ACTIVITY → A full and exact copy of the listing that follows is needed.

DATA EXTRACTS →
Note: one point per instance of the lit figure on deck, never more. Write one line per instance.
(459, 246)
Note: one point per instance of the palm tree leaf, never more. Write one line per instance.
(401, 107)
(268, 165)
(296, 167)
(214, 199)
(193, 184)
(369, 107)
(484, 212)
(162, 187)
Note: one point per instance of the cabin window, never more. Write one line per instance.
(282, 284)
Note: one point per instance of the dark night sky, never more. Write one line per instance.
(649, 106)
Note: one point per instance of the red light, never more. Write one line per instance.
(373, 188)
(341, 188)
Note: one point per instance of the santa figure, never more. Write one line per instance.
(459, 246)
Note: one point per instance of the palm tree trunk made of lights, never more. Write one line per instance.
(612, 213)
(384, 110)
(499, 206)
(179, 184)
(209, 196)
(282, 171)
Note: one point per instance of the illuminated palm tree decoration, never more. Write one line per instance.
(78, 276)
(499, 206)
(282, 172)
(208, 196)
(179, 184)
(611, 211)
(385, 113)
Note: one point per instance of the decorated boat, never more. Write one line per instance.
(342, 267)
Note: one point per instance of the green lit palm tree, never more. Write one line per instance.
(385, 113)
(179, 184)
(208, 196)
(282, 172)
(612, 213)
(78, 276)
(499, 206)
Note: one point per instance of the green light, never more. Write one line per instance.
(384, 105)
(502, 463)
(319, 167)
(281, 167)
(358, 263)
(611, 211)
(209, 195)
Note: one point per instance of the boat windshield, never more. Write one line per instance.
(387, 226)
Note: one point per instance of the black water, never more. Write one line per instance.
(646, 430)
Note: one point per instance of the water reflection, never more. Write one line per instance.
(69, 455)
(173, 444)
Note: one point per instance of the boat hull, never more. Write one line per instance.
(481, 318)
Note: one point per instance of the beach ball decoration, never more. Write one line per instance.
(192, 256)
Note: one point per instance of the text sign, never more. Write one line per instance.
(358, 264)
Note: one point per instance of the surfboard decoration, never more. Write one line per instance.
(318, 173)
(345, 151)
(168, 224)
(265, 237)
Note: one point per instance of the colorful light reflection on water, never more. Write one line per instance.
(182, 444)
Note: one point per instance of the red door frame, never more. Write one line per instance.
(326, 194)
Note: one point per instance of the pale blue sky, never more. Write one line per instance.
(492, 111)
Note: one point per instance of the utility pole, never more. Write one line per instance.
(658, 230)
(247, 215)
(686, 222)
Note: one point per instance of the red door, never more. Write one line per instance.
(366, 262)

EXPECTED ANSWER →
Note: one point per instance of the lit figure on deck, never more. Write one line per instance.
(459, 246)
Note: one point per instance of the palm tree leaf, never more. Write one line per instance.
(401, 107)
(268, 165)
(296, 167)
(214, 199)
(193, 184)
(369, 107)
(484, 212)
(162, 187)
Note: one point per instance of the cabin window, never more. Write one line per instance.
(282, 284)
Note: one point per instance of the dark night sky, never more. Write one line per instance.
(649, 106)
Note: one point per instance of the red light, never more. Write one line per instance.
(373, 188)
(341, 188)
Note: one point per instance of the santa figure, never more. Write one line per instance.
(459, 246)
Note: one point per instance of the palm tree trunk made of lights, never more. Write one line per instance.
(612, 213)
(384, 110)
(499, 206)
(179, 184)
(209, 196)
(282, 171)
Note: one point per instance of the illuminated palm tree decoration, never more. Write one line per instance.
(78, 276)
(499, 206)
(282, 172)
(208, 196)
(179, 184)
(611, 211)
(385, 113)
Note: one point per instance of the decorated boat, never more. Write one line per instance.
(342, 267)
Note: one point per instance of the green lit palm tree, never more. Write one line per instance.
(385, 113)
(179, 184)
(208, 196)
(282, 172)
(612, 213)
(78, 276)
(499, 206)
Note: one point per instance of the green light, never more. Write one line per instance.
(384, 105)
(502, 463)
(319, 167)
(281, 167)
(358, 263)
(611, 211)
(209, 195)
Note: one point per instance of the boat windshield, never more. Write one line per instance.
(387, 226)
Note: one point per instance of the black water, never more. Write one line per instance.
(646, 430)
Note: one point per instance of the water reflection, never more. Write one line per instance.
(69, 455)
(173, 444)
Note: one point per instance of the boat hull, never more. Write one line per instance.
(481, 318)
Note: one point per instance of the beach ball decoration, never more. Write one line per instance.
(192, 256)
Note: one point per instance of the text sign, never more. Write one line per instance.
(358, 264)
Note: one point per instance of the surfboard decoration, never more. Write one line per instance.
(318, 173)
(345, 151)
(168, 224)
(265, 237)
Note: one point per instance of the colorful light reflection on water, never more. Write one line per instance.
(182, 444)
Note: one point per instance of the red door frame, never more. Write one line per instance.
(326, 194)
Note: one point per instance of the pale blue sky, never more. Write one line per instance.
(492, 111)
Note: one point per instance of the utility pole, never more. Write one line per instance.
(658, 230)
(247, 215)
(686, 222)
Note: one point per instance of the red door, never more. Write one line per instance.
(366, 262)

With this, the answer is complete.